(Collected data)
┄┄┄┄┄┄┄┄┄┄┄┄┄┄┄┄┄┄┄┄

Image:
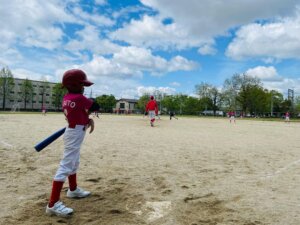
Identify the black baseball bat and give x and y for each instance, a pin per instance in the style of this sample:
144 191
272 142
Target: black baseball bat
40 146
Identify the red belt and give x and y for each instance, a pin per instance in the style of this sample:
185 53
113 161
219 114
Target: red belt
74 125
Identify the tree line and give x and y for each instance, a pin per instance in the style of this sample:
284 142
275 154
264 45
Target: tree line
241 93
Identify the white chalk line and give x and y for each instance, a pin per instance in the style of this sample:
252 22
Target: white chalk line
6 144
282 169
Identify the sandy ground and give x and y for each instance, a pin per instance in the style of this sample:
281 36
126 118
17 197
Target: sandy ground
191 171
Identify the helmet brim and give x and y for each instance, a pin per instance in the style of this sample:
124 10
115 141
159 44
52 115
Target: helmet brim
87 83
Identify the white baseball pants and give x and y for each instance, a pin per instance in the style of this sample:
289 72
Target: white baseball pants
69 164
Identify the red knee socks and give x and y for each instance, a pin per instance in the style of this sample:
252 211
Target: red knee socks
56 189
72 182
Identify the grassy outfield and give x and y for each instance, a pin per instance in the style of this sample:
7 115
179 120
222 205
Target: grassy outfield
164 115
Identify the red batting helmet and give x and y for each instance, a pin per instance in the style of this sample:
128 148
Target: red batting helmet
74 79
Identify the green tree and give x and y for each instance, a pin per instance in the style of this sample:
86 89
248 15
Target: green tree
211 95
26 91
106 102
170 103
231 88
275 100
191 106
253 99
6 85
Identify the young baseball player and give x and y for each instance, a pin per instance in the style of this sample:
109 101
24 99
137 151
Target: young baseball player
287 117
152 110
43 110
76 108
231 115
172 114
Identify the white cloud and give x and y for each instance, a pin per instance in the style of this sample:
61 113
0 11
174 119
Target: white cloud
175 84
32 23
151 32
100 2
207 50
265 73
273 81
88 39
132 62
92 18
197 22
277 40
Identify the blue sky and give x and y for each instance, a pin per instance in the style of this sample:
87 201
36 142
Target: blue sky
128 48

┄┄┄┄┄┄┄┄┄┄┄┄┄┄┄┄┄┄┄┄

§ Task objective
Reproduce only the lines above spanning from the line containing "Target: grassy outfield" through the line containing "Identify the green", word for word.

§ Result of this exercise
Target: grassy outfield
164 115
Identify the red batting helmet and give x and y for each instance, a pin per instance in the style of this sample:
128 148
Target: red batting helmet
74 79
Identify the green tree and give x and y for each instance, a pin per instance in the style of this sample:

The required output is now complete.